# Trecho do documento
::::::

Muitas vezes dizia ela que nunca lhe tinha rezado em vão e recomendava-o a quantos
pensavam que não sabiam rezar: «Eu não compreendo – escrevia ela – como se possa pensar
na Rainha dos Anjos e em tudo o que Ela teve de enfrentar durante a infância do Menino
Jesus, sem agradecer a São José a dedicação tão perfeita com que ele veio em ajuda
de uma e do outro. Aquele que não encontra ninguém para lhe ensinar a rezar escolha
este admirável Santo por mestre, sem temor de se desencaminhar sob a sua guia» (Vida,
6). Além de intercessor pela saúde do corpo, a Santa via em São José um intercessor
pela saúde da alma, um mestre de oração, de súplica. Escolhamo-lo também nós como
mestre de oração. Não apenas nós que estamos de boa saúde, mas também vós, queridos
doentes e todas as famílias. Penso de modo particular em vós que fazeis parte do pessoal
hospitalar e em todos aqueles que trabalham no mundo sanitário. Acompanhando aqueles
que sofrem com a vossa atenção e os cuidados que lhes dispensais, cumpris um acto
de caridade e de amor que Deus agradece: «Estava doente, e viestes visitar-Me» (Mt 25, 36).

::::::

# Seu objetivo
Copie na íntegra o trecho acima sobre São José como mestre de oração, sem alterar coisa alguma. Os registros não guardam relação alguma com o trecho.

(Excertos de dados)
::::::

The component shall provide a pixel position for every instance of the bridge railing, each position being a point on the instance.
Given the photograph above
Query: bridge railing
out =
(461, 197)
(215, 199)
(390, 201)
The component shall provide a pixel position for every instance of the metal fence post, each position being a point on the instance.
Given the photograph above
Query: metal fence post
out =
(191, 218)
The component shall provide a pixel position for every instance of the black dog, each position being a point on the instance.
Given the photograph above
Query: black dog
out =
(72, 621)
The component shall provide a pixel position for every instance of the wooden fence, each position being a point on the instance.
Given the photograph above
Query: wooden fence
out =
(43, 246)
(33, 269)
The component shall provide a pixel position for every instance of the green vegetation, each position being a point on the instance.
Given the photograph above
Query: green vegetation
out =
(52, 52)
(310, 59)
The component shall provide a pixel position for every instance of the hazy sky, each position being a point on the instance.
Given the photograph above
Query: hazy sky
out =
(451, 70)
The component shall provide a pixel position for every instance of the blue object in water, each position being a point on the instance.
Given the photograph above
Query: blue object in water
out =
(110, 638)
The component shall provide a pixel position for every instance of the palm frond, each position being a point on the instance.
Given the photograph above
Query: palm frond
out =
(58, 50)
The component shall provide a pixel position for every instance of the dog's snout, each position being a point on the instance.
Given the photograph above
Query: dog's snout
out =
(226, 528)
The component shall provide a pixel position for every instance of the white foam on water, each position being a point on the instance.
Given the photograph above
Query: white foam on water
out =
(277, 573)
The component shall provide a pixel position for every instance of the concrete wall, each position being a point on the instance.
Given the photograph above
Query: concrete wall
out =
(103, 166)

::::::

# Resposta a seguir
Muitas vezes dizia ela que nunca lhe tinha rezado em vão e recomendava-o a quantos
pensavam que não sabiam rezar: «Eu não compreendo – escrevia ela – como se possa pensar
na Rainha dos Anjos e em tudo o que Ela teve de enfrentar durante a infância do Menino
Jesus, sem agradecer a São José a dedicação tão perfeita com que ele veio em ajuda
de uma e do outro. Aquele que não encontra ninguém para lhe ensinar a rezar escolha
este admirável Santo por mestre, sem temor de se desencaminhar sob a sua guia» (Vida,
6). Além de intercessor pela saúde do corpo, a Santa via em São José um intercessor
pela saúde da alma, um mestre de oração, de súplica. Escolhamo-lo também nós como
mestre de oração. Não apenas nós que estamos de boa saúde, mas também vós, queridos
doentes e todas as famílias. Penso de modo particular em vós que fazeis parte do pessoal
hospitalar e em todos aqueles que trabalham no mundo sanitário. Acompanhando aqueles
que sofrem com a vossa atenção e os cuidados que lhes dispensais, cumpris um acto
de caridade e de amor que Deus agradece: «Estava doente, e viestes visitar-Me» (Mt 25, 36).